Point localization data
= Beginning of Section =

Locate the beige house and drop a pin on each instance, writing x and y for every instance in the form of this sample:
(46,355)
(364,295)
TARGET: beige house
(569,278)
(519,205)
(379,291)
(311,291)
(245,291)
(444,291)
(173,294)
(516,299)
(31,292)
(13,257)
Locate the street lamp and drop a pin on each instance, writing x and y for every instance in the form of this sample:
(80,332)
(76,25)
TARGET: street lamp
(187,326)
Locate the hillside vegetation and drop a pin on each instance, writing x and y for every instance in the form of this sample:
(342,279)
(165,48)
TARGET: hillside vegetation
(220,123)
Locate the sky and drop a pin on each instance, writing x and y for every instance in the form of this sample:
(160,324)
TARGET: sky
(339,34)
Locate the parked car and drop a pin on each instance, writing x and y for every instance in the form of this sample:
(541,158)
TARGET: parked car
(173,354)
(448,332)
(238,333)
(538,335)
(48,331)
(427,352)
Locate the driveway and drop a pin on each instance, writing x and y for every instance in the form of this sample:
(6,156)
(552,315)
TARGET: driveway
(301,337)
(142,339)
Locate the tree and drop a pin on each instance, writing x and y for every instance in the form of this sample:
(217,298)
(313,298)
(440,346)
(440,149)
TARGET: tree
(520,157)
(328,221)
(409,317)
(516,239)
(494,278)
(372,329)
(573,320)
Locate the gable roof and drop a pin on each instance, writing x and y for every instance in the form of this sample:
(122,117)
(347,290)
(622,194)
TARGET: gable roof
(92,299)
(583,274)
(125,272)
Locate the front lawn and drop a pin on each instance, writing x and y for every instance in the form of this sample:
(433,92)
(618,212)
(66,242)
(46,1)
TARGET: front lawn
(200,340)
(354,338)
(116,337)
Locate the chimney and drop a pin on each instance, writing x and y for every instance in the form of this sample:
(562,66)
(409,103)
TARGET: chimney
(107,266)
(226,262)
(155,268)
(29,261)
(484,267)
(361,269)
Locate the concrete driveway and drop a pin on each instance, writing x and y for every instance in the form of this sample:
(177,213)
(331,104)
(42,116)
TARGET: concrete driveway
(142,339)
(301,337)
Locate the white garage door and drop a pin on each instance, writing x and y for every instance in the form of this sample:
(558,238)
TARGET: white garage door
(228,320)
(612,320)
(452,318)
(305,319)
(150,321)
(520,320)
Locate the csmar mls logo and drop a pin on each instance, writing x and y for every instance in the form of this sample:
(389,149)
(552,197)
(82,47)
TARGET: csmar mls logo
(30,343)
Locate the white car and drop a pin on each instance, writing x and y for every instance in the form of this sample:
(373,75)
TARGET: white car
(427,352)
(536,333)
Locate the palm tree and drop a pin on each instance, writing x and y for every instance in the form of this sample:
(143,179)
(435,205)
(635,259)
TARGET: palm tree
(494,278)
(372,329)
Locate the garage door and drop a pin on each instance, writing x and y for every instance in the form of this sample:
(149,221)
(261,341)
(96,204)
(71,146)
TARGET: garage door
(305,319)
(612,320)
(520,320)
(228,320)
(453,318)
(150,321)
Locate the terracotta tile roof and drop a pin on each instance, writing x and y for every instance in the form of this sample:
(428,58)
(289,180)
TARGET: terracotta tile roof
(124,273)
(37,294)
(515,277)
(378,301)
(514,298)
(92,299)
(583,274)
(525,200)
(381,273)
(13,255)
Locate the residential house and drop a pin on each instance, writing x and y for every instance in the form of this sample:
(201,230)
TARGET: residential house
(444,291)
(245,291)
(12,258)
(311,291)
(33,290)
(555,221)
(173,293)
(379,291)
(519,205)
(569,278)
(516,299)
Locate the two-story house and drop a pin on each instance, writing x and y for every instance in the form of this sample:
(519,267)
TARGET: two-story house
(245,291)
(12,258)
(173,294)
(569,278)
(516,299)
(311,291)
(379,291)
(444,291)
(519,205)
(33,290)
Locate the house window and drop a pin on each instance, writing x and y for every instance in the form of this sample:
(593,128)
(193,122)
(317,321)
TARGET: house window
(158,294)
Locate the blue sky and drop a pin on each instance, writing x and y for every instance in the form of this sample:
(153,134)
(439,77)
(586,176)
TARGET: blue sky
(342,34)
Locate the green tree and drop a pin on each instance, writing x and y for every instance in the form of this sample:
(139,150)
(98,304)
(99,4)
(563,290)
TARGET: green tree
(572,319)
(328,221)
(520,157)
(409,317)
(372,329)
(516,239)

= End of Section =
= Beginning of Section =

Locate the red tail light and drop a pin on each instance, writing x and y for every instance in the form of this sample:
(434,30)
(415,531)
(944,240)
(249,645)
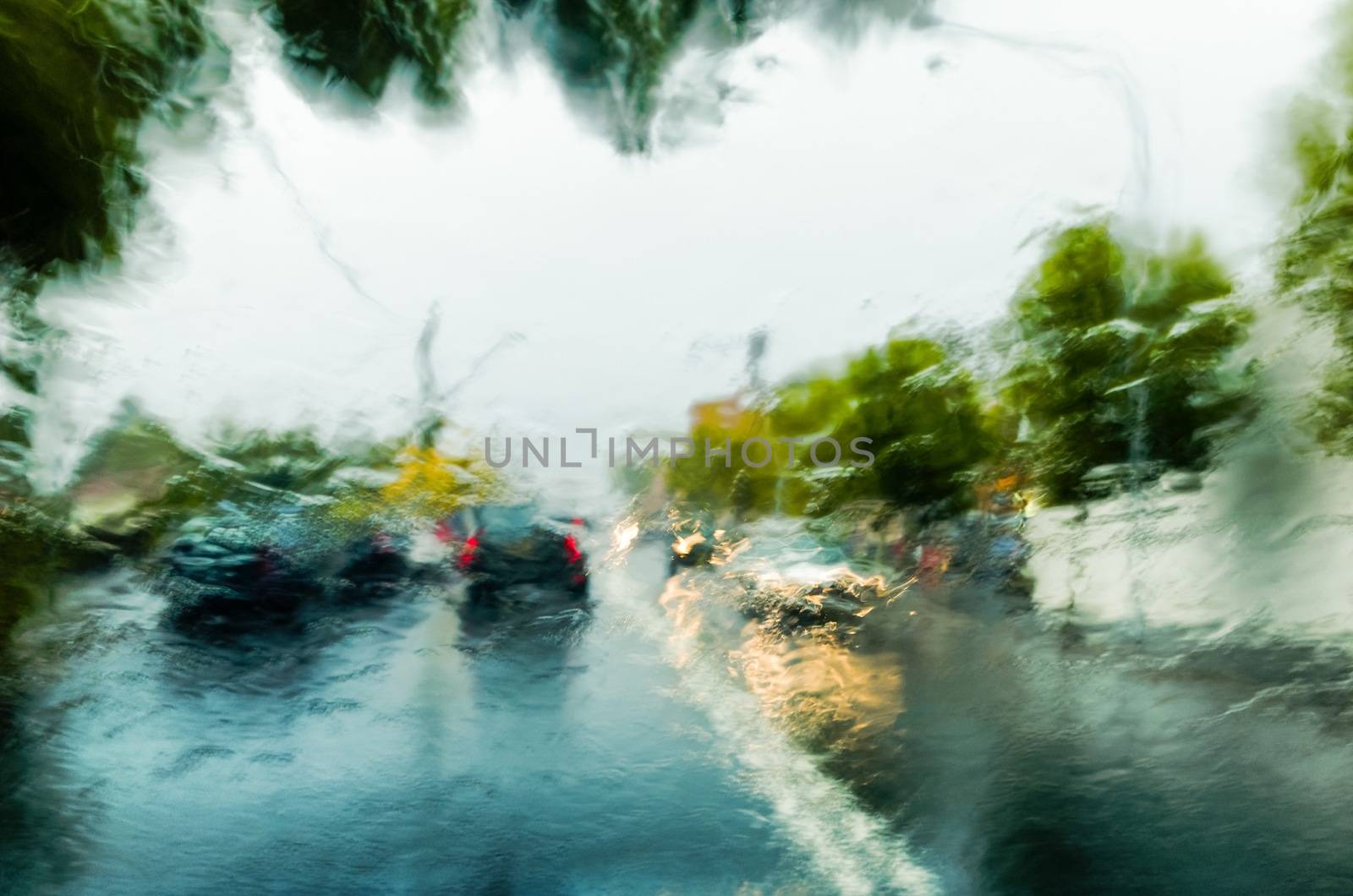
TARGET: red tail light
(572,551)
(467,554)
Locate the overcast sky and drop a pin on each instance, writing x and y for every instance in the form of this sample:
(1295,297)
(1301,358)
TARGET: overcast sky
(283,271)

= End of Section =
= Beginning of Section =

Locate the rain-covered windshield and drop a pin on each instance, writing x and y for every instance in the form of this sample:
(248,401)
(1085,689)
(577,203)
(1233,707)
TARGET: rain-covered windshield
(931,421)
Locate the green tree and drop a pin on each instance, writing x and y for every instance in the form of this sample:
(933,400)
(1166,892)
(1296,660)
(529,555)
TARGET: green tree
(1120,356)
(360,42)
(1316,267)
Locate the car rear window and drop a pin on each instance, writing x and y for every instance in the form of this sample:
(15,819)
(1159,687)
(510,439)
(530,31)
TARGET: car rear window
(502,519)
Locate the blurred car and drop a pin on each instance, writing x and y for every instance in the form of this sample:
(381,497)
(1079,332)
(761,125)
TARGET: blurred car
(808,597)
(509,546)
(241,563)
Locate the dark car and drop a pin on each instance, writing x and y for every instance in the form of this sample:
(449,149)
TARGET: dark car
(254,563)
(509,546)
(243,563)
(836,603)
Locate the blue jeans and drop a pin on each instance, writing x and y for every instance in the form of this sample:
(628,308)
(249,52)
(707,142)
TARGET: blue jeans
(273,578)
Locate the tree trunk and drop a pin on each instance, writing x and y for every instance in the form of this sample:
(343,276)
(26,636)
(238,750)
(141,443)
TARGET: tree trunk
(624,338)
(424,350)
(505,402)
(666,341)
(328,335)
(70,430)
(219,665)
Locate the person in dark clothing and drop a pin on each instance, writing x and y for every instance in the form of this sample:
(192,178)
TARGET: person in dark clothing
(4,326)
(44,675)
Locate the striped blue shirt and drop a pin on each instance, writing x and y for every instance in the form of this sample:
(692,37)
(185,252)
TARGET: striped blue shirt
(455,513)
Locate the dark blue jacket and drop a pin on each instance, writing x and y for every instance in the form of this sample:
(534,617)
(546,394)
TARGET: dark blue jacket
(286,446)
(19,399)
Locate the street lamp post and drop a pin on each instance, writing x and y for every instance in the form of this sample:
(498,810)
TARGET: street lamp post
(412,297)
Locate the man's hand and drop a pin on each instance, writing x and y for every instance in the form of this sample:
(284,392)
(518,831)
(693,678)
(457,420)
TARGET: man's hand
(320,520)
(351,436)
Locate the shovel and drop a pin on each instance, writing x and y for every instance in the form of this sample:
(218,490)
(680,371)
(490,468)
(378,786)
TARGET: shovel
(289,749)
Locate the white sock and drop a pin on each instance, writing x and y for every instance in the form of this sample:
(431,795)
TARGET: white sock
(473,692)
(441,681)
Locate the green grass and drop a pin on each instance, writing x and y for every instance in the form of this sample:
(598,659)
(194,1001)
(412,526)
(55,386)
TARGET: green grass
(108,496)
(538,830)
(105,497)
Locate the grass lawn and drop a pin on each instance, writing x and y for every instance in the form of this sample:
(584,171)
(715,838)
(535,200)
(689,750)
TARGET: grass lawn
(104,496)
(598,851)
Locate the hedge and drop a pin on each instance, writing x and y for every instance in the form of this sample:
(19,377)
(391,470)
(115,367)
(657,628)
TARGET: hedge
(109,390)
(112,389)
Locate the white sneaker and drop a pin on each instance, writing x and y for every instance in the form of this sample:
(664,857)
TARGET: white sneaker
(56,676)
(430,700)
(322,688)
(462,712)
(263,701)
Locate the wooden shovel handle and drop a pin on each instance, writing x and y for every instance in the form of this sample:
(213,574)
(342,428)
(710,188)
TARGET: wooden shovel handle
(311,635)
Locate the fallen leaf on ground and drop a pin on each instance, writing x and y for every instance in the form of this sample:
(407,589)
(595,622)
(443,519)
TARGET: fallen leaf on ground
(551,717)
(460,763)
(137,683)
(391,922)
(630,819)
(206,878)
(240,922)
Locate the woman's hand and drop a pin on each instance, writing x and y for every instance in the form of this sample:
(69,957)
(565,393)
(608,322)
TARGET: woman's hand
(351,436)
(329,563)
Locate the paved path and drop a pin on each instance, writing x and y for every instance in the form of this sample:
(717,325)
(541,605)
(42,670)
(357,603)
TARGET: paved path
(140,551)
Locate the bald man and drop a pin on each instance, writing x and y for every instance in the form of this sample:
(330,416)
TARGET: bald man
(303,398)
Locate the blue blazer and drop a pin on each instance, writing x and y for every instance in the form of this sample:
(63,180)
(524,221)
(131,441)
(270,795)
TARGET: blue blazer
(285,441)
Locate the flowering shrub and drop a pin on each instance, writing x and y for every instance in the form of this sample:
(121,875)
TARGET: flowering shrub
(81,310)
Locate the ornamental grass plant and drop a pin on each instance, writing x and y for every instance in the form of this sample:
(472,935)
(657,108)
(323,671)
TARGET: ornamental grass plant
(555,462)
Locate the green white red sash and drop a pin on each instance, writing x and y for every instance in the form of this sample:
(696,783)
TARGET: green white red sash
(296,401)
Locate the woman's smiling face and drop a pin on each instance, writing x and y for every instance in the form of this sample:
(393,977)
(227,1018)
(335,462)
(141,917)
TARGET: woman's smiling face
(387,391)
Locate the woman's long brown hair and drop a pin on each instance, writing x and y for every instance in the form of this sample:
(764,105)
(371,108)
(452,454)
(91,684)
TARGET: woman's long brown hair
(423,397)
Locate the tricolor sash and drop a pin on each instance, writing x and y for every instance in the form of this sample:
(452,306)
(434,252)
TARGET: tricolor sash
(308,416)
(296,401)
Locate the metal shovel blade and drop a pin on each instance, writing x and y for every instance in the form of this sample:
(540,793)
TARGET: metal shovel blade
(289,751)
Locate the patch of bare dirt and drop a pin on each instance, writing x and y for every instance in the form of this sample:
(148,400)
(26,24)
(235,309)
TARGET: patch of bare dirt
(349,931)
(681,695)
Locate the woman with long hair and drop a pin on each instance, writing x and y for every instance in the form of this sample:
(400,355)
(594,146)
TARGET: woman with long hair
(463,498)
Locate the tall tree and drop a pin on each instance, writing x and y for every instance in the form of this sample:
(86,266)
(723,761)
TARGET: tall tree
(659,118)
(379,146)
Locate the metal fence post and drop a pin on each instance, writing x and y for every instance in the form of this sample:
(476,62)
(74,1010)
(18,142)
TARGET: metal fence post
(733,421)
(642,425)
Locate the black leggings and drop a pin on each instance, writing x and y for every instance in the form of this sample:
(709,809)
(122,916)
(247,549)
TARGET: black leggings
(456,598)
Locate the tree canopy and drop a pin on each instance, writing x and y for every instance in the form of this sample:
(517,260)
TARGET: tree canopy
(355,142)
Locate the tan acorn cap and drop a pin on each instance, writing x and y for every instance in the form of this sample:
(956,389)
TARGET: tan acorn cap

= End of Section =

◆ WHAT IS NEEDED
Locate the word "acorn" in the entries, and copy every line where it is found.

◆ RESPONSE
Locate the tan acorn cap and drop a pin on each instance, writing x and y for every instance in the form of this sample:
TARGET: tan acorn cap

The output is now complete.